#### Required task
Put every line of the records below into a Markdown table with the columns "Row" and "Text", numbering the rows in order and leaving out blank lines.

#### Source material
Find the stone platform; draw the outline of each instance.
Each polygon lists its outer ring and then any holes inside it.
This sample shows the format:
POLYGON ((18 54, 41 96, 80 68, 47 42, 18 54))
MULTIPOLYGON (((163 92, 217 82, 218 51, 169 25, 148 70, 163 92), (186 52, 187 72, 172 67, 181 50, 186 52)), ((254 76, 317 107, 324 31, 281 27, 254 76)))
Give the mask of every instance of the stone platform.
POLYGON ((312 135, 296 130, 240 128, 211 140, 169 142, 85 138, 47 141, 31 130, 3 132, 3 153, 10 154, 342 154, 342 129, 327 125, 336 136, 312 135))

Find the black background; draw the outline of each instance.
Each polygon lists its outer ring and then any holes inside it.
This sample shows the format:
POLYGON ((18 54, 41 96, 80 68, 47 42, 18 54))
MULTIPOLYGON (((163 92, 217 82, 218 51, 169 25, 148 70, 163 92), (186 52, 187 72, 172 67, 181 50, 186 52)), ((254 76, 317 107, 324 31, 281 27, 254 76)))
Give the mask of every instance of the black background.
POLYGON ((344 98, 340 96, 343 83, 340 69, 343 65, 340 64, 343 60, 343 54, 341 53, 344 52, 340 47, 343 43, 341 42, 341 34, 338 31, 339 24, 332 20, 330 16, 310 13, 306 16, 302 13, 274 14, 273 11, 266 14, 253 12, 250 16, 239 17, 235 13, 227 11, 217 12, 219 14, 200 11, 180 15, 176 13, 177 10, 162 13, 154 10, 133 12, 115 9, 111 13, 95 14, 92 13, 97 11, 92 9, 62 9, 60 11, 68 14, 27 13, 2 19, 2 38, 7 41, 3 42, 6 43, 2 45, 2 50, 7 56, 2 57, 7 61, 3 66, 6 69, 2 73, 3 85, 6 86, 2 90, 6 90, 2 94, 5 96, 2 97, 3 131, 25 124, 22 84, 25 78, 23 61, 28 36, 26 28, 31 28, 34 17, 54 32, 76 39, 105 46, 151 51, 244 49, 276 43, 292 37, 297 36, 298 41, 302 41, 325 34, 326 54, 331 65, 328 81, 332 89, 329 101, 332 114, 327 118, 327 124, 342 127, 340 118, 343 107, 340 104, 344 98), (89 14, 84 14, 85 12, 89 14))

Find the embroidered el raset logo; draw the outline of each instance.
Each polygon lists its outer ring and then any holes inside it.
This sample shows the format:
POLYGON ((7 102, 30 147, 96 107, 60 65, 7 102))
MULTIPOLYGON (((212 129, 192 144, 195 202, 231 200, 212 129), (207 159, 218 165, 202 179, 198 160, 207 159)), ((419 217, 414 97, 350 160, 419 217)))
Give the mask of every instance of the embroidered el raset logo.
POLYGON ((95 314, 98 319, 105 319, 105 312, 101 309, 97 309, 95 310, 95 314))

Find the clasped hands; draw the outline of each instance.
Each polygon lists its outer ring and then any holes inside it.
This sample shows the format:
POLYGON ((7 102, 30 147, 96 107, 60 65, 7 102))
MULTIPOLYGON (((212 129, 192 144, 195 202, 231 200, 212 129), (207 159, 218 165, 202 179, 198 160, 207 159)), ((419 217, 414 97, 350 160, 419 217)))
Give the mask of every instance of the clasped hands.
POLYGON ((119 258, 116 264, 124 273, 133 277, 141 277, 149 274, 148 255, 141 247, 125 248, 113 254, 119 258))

#### Written solution
| Row | Text |
|---|---|
| 1 | Find the stone platform; draw the outline of each instance. |
| 2 | Each polygon lists its outer ring and then any holes inside it. |
| 3 | This sample shows the format: |
| 4 | POLYGON ((18 54, 41 96, 80 68, 47 42, 18 54)) |
| 5 | MULTIPOLYGON (((163 92, 217 82, 218 51, 169 25, 148 70, 163 92), (186 52, 187 72, 172 67, 181 50, 186 52)), ((254 76, 317 107, 324 31, 281 27, 254 76))) |
| 6 | Give the mask of every instance of the stone platform. |
| 7 | POLYGON ((312 135, 296 130, 240 128, 211 140, 169 142, 85 138, 47 141, 31 130, 3 132, 3 153, 10 154, 342 154, 342 129, 327 125, 336 136, 312 135)) |
| 8 | Find the black background; draw the outline of each instance. |
| 9 | Each polygon lists its outer ring and then any holes inside it. |
| 10 | This sample shows the format: |
| 11 | POLYGON ((18 54, 41 96, 80 68, 47 42, 18 54)) |
| 12 | MULTIPOLYGON (((163 92, 217 82, 218 51, 169 25, 148 70, 163 92), (186 52, 187 72, 172 67, 181 50, 186 52)), ((254 76, 317 107, 324 31, 281 27, 254 76))) |
| 13 | Give the mask of every instance of the black background. |
| 14 | POLYGON ((344 98, 340 96, 343 83, 340 69, 343 65, 340 64, 343 60, 343 54, 341 53, 344 52, 340 47, 343 43, 341 42, 341 34, 338 31, 339 24, 332 20, 330 16, 310 13, 306 16, 302 13, 274 14, 273 11, 266 14, 253 12, 250 16, 239 17, 235 13, 227 11, 217 12, 219 14, 200 11, 180 15, 176 13, 177 10, 162 13, 154 10, 133 12, 115 9, 111 13, 95 14, 92 13, 97 11, 92 9, 62 9, 60 11, 68 14, 27 13, 2 19, 2 38, 7 41, 3 42, 6 43, 2 45, 2 50, 7 56, 2 57, 7 61, 3 66, 6 69, 2 73, 3 85, 6 86, 2 90, 6 90, 2 94, 5 96, 2 97, 3 131, 25 124, 22 84, 25 78, 23 61, 28 36, 26 28, 31 28, 34 17, 54 32, 76 39, 105 46, 151 51, 244 49, 276 43, 292 37, 297 36, 298 41, 302 41, 325 34, 326 54, 331 65, 328 81, 332 89, 329 101, 332 114, 327 118, 327 124, 342 127, 340 118, 343 107, 340 104, 344 98), (89 14, 84 14, 85 12, 89 14)) |
| 15 | Find the embroidered el raset logo; draw the outline of each instance. |
| 16 | Each polygon lists its outer ring and then any holes inside it. |
| 17 | This sample shows the format: |
| 18 | POLYGON ((7 102, 30 147, 96 107, 60 65, 7 102)) |
| 19 | MULTIPOLYGON (((212 129, 192 144, 195 202, 231 200, 212 129), (207 159, 218 165, 202 179, 198 160, 207 159)), ((419 217, 414 97, 350 160, 419 217))) |
| 20 | Give the mask of every instance of the embroidered el raset logo. |
| 21 | POLYGON ((95 314, 98 319, 105 319, 105 312, 101 309, 97 309, 95 310, 95 314)) |
| 22 | Find the clasped hands; draw the outline of each instance. |
| 23 | Each polygon lists its outer ring and then any holes inside it. |
| 24 | This sample shows the format: |
| 25 | POLYGON ((7 102, 30 147, 96 107, 60 65, 7 102)) |
| 26 | MULTIPOLYGON (((212 129, 192 144, 195 202, 231 200, 212 129), (207 159, 218 165, 202 179, 198 160, 207 159)), ((419 217, 414 97, 350 160, 419 217))) |
| 27 | Give the mask of every instance of the clasped hands. |
| 28 | POLYGON ((119 258, 116 264, 124 273, 133 277, 141 277, 149 274, 148 255, 141 247, 125 248, 113 254, 119 258)) |